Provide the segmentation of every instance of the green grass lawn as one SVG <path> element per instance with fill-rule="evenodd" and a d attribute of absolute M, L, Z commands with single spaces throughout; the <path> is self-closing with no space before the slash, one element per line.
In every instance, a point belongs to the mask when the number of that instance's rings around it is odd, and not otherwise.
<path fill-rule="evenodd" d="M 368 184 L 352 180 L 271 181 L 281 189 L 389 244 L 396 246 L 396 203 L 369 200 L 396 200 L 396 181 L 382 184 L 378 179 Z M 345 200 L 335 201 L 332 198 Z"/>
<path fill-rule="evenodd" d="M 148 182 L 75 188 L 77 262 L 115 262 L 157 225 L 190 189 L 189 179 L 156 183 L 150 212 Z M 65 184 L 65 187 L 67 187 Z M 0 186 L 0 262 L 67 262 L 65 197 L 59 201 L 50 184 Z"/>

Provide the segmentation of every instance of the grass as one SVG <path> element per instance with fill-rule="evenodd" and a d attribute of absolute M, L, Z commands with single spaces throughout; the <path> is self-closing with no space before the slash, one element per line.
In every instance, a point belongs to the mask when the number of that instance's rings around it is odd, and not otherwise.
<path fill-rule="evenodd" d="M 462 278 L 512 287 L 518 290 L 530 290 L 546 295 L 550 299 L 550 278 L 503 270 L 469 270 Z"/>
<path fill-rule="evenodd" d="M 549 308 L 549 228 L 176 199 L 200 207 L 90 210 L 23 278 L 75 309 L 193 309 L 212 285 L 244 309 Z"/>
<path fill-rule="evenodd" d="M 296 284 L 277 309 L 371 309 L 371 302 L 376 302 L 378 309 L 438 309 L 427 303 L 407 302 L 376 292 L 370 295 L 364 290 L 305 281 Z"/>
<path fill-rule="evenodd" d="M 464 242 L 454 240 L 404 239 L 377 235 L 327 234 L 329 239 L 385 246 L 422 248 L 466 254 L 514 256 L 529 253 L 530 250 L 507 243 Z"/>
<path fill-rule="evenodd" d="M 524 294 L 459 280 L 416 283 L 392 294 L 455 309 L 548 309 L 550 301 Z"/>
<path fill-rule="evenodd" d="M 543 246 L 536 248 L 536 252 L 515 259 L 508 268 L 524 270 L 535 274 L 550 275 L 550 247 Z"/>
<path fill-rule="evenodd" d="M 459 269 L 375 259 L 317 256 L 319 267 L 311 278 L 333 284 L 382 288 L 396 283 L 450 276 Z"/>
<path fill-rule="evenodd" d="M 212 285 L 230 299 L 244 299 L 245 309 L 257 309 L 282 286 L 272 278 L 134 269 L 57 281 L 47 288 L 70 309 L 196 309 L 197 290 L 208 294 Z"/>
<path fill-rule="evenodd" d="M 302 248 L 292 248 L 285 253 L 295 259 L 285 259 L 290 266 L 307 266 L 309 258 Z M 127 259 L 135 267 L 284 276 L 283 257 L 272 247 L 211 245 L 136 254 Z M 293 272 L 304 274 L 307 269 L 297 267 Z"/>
= = =
# What needs to be done
Switch "lawn" to "field" in the listing lines running from the start of the listing through the line with "148 182 L 75". Give back only those lines, with nothing else changed.

# Solved problem
Provide the segmentation of every instance of the green grass field as one SVG <path> element per instance with fill-rule="evenodd" and a d attribute of absolute M, L, Z commands with single spaces throughout; the <path> is self-closing with no space before the slash, one element per line.
In every instance, a point belongs to the mask when the number of that instance's rings around it is odd, and not otherwise.
<path fill-rule="evenodd" d="M 368 184 L 352 180 L 271 181 L 281 189 L 389 244 L 396 246 L 396 203 L 369 200 L 396 200 L 396 181 L 382 184 L 378 179 Z M 345 200 L 335 201 L 332 198 Z"/>
<path fill-rule="evenodd" d="M 148 182 L 75 188 L 77 262 L 115 262 L 157 225 L 190 189 L 189 179 L 156 183 L 150 212 Z M 65 184 L 65 187 L 67 187 Z M 0 186 L 0 262 L 67 262 L 65 197 L 59 201 L 50 184 Z"/>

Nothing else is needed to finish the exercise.